• _EXERCISE PROMPT_
Return, verbatim, the lines below from the line containing "Task: locate every instance of the person" up to and including the line containing "<point>791,170</point>".
## Begin DATA SUPPLIED
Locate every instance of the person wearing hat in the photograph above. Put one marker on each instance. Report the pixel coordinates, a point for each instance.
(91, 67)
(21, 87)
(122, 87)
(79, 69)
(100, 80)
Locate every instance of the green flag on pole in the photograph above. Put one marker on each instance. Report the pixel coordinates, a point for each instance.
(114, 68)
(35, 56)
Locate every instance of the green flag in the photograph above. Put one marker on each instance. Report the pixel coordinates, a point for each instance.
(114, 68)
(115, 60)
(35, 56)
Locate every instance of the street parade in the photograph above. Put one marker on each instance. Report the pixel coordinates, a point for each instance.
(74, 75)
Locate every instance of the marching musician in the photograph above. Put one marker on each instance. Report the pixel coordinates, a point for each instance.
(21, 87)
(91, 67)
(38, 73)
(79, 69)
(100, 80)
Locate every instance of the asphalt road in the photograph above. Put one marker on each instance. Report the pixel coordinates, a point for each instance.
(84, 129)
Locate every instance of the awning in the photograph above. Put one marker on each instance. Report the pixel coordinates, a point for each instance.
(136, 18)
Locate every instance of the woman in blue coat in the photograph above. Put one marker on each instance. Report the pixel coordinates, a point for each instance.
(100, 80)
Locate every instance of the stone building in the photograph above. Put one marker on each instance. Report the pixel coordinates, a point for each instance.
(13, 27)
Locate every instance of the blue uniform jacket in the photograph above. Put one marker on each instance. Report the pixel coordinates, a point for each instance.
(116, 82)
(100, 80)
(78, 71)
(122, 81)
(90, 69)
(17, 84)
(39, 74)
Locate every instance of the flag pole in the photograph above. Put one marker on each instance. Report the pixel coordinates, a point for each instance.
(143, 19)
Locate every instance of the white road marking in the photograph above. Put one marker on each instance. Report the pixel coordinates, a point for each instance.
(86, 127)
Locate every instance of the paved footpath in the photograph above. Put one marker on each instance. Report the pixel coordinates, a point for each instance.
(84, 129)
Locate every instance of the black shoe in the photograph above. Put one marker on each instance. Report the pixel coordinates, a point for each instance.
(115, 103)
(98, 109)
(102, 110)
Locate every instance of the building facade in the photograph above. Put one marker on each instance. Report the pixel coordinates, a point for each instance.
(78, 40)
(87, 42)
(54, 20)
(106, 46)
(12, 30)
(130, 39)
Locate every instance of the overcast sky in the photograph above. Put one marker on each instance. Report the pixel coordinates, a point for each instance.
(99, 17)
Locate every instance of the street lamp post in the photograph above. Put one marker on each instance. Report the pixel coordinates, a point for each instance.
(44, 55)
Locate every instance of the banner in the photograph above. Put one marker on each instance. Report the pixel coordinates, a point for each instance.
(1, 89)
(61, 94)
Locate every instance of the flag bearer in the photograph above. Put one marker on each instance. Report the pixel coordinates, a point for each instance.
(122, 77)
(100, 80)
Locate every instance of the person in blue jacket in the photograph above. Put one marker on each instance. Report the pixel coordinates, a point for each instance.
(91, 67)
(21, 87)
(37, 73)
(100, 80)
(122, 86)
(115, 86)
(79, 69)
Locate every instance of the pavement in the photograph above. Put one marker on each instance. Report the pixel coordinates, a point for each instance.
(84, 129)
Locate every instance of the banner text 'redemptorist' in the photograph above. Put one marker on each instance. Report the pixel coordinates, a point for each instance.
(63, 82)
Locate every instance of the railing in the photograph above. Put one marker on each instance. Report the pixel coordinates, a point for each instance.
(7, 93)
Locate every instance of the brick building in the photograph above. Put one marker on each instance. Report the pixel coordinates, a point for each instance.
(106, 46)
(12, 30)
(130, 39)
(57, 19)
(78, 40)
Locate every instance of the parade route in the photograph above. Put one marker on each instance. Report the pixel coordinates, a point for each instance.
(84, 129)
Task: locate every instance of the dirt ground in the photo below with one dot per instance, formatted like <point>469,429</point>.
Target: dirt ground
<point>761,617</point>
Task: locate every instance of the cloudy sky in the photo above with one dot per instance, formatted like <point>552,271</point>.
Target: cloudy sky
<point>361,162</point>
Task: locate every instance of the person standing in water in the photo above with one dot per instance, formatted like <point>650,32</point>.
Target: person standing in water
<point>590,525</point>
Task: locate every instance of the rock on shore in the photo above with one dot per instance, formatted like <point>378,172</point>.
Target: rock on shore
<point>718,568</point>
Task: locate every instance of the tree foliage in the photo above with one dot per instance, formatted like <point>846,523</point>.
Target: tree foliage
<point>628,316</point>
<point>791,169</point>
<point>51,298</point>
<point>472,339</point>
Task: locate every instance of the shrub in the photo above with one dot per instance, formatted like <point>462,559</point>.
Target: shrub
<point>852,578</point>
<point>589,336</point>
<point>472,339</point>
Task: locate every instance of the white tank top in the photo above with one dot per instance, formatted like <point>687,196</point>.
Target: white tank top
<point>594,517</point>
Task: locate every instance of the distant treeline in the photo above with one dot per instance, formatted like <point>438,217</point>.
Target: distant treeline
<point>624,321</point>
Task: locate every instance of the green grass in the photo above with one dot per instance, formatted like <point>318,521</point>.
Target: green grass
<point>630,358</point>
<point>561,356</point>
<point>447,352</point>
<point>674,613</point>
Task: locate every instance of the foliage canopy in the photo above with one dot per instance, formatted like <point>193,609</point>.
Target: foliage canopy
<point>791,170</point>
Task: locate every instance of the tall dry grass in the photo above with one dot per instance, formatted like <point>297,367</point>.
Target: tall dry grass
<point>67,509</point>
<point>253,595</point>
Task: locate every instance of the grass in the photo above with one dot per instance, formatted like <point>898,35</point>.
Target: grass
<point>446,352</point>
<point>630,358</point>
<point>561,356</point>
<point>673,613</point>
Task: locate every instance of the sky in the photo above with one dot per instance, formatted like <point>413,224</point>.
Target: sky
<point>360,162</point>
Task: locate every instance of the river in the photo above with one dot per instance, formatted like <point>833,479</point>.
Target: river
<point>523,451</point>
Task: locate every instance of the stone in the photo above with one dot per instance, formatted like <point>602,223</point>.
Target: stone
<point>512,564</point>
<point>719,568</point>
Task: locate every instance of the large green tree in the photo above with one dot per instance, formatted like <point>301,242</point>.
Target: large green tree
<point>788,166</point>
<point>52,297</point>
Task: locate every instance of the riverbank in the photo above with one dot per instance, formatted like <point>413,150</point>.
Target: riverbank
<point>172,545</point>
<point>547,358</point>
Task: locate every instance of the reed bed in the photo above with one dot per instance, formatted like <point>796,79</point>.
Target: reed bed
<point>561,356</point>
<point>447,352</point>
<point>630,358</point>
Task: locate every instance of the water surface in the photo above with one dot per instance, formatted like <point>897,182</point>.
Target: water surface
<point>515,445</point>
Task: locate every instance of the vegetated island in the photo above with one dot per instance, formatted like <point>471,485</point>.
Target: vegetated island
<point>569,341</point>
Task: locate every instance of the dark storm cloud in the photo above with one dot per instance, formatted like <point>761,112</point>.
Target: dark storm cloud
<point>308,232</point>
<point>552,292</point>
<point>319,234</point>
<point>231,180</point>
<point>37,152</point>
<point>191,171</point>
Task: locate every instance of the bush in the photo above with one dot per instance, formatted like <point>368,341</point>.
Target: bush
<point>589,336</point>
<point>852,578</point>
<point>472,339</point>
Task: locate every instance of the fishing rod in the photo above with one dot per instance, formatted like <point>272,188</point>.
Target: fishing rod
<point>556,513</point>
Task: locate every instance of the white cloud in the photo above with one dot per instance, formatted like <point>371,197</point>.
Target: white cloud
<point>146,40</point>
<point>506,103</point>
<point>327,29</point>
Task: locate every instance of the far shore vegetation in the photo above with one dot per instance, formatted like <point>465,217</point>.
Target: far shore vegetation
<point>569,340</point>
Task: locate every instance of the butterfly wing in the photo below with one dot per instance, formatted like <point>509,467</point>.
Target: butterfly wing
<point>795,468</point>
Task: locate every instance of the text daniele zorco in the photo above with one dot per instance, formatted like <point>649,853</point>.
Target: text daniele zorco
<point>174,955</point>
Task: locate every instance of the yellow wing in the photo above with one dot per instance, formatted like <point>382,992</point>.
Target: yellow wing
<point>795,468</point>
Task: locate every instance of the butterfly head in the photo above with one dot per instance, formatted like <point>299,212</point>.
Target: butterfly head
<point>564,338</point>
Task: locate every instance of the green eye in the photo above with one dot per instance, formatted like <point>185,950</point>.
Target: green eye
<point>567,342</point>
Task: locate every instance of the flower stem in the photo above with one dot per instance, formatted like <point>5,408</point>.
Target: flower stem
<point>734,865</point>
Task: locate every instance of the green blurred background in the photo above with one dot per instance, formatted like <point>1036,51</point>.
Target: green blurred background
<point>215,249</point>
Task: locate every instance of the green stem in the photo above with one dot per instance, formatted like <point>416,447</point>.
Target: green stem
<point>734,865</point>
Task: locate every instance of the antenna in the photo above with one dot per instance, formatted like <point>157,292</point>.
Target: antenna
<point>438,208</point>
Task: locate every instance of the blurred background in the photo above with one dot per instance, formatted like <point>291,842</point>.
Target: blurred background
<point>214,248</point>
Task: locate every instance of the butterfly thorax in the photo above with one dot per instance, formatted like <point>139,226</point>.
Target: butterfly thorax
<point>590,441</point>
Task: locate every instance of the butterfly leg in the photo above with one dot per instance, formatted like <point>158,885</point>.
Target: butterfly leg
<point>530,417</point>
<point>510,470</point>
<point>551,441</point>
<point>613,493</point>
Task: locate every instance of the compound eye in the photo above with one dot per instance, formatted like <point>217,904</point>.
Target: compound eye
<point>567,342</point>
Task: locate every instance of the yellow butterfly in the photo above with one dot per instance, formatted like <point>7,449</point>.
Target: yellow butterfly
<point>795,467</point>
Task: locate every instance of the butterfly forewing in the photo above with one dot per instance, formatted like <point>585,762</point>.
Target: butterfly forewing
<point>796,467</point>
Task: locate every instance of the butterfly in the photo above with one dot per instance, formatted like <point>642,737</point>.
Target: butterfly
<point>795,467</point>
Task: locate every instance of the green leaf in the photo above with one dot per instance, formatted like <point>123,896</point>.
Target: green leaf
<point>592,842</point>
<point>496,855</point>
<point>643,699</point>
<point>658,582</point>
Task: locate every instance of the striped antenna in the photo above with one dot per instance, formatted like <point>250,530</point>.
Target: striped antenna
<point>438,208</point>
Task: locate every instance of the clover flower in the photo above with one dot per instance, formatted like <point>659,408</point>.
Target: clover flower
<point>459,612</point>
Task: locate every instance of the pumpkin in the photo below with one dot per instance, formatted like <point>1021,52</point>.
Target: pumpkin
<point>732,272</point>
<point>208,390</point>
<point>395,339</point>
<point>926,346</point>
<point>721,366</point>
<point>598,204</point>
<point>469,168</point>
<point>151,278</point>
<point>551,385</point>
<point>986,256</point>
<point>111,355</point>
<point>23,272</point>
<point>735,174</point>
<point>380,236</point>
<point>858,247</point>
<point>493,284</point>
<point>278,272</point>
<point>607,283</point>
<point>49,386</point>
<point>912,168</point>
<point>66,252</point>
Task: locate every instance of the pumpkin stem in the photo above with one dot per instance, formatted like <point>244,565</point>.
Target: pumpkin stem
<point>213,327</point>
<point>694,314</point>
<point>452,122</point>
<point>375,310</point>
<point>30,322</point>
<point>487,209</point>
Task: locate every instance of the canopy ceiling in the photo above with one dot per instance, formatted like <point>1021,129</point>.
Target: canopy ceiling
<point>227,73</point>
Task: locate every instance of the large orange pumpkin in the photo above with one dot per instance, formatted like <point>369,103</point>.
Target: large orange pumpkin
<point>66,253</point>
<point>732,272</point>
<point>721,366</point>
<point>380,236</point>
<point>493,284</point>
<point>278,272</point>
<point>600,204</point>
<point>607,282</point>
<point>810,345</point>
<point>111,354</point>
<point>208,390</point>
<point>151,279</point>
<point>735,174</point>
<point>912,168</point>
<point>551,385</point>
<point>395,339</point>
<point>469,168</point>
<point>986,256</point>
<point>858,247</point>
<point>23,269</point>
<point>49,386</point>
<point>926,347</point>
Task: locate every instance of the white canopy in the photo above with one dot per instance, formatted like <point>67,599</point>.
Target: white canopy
## End DATA SUPPLIED
• _FULL OUTPUT_
Task: locate every instance of the person standing in water in the photo above with one dot per instance, formatted like <point>650,32</point>.
Target: person standing in water
<point>590,525</point>
Task: locate every instance of the rock on shore in the photo above with one dot per instance, formatted like <point>378,172</point>.
Target: rock on shore
<point>718,568</point>
Task: locate every instance of the tree foliage in the photo above with one dot per instance, formatted like <point>846,523</point>.
Target: tree foliage
<point>628,316</point>
<point>791,169</point>
<point>51,298</point>
<point>472,339</point>
Task: locate every instance of the shrub in the photo above with one dot per instance, formatted like <point>462,559</point>.
Target: shrub
<point>852,578</point>
<point>589,336</point>
<point>472,339</point>
Task: locate every instance of the white tank top in the photo above with one dot per instance, formatted like <point>687,196</point>.
Target: white tank top
<point>594,517</point>
Task: locate every instance of the distant treeline in the photo above with one dot per instance, formatted like <point>438,217</point>.
Target: distant treeline
<point>624,321</point>
Task: locate every instance of the green grass in the photo above with one dot per instance, formatted like <point>318,521</point>.
Target: green grass
<point>630,358</point>
<point>561,356</point>
<point>447,352</point>
<point>674,613</point>
Task: locate every instance of the foliage canopy in the photo above with one dot per instance, formatted like <point>193,609</point>.
Target: foliage canopy
<point>791,170</point>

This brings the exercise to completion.